== What is needed ==
Whenever "trace" appears in a line, please copy that line from the data.

[Excerpts from a dataset]

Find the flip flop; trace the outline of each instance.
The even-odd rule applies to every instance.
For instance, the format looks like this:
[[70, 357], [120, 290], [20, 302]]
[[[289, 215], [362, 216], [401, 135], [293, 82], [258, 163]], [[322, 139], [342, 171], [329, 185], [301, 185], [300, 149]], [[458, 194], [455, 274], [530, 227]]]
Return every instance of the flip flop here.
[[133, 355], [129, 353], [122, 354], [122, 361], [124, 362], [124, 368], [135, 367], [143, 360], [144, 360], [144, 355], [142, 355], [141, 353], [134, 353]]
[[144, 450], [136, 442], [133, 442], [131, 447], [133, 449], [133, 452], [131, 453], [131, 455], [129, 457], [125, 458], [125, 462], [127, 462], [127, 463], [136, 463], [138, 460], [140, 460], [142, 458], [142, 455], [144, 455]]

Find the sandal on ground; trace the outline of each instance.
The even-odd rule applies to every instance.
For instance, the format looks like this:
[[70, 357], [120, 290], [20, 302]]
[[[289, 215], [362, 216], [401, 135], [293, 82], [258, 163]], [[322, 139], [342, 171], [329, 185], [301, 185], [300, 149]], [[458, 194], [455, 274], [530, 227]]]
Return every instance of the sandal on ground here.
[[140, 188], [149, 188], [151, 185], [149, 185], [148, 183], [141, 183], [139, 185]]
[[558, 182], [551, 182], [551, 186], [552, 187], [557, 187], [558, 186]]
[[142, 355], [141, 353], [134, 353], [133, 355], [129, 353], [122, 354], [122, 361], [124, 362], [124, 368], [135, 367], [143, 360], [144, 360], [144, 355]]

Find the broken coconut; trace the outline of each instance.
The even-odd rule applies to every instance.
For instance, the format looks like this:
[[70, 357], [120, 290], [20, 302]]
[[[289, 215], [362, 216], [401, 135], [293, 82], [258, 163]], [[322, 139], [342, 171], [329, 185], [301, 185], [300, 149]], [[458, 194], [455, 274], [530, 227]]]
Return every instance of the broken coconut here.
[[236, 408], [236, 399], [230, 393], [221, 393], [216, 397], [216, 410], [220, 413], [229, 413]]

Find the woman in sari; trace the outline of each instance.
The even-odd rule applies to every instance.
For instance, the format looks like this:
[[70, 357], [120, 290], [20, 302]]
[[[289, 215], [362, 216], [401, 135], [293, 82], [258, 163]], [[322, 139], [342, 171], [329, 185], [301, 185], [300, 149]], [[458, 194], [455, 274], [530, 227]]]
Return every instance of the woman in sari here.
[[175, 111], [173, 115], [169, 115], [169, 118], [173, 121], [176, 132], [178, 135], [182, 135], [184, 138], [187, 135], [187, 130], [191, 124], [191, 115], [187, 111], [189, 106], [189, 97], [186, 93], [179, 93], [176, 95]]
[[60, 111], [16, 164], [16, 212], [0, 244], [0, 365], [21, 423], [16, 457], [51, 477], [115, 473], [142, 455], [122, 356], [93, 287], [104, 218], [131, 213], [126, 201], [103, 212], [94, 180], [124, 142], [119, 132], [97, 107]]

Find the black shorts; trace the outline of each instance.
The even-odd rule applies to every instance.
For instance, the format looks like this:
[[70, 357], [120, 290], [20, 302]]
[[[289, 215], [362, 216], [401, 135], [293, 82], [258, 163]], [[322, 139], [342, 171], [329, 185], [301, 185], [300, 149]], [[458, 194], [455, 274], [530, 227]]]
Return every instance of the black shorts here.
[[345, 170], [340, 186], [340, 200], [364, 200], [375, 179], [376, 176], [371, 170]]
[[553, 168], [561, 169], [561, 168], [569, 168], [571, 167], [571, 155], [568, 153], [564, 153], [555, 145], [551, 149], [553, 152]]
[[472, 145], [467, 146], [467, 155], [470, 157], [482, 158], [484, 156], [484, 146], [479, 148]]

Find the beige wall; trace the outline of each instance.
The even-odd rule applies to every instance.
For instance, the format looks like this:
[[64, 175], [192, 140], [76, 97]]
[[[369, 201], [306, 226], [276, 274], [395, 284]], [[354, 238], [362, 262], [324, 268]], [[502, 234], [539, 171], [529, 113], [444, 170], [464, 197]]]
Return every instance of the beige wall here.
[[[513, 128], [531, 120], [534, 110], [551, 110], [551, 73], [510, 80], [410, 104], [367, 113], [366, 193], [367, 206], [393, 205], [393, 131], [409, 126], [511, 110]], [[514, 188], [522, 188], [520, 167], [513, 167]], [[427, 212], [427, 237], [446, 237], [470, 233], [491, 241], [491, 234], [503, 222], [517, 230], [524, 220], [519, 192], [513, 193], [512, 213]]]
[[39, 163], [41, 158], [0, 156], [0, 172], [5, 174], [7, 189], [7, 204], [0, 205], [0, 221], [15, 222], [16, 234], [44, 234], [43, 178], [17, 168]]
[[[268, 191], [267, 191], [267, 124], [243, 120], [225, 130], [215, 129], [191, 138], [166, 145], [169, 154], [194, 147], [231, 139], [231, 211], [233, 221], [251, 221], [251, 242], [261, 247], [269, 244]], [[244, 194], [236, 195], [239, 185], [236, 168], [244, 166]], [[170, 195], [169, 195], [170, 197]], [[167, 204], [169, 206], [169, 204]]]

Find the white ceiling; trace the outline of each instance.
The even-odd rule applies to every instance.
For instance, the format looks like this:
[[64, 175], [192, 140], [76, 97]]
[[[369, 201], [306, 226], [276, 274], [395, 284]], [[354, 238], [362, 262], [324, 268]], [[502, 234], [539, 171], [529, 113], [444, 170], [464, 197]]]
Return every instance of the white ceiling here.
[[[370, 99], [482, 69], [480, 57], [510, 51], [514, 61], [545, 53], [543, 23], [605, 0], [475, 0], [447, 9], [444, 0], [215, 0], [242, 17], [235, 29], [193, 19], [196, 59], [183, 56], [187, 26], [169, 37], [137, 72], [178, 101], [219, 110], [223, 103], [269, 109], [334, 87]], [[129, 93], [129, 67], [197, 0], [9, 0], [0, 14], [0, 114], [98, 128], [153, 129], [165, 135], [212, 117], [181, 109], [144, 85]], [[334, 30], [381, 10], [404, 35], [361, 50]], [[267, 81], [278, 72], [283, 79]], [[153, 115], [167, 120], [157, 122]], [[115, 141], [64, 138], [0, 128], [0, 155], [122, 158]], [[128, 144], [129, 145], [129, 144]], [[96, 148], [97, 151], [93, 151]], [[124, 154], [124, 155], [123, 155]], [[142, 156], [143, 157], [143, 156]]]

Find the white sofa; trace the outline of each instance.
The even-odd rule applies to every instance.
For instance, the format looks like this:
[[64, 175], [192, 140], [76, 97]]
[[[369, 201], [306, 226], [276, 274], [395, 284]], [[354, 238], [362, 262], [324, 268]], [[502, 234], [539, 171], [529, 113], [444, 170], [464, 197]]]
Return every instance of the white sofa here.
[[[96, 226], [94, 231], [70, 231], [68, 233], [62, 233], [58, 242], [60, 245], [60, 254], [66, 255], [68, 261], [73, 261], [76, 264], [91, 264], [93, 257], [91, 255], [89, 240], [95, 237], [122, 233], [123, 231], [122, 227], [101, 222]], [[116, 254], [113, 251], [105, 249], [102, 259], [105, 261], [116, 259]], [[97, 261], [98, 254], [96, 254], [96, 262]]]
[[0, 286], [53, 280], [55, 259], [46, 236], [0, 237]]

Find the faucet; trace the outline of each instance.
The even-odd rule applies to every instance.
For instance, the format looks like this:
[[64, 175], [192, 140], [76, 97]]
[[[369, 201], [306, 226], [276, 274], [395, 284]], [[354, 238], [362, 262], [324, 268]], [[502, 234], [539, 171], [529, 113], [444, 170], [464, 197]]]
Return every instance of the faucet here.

== Problem solution ==
Find the flip flop; trace the outline of each instance.
Find the sandal on ground; trace the outline of each instance.
Find the broken coconut; trace the outline of each instance.
Find the woman in sari; trace the outline of each instance.
Find the black shorts; trace the outline of each instance.
Find the beige wall; trace the outline of each instance.
Find the white ceiling; trace the outline of each instance.
Find the white sofa; trace the outline of each instance.
Find the faucet; trace the outline of each instance.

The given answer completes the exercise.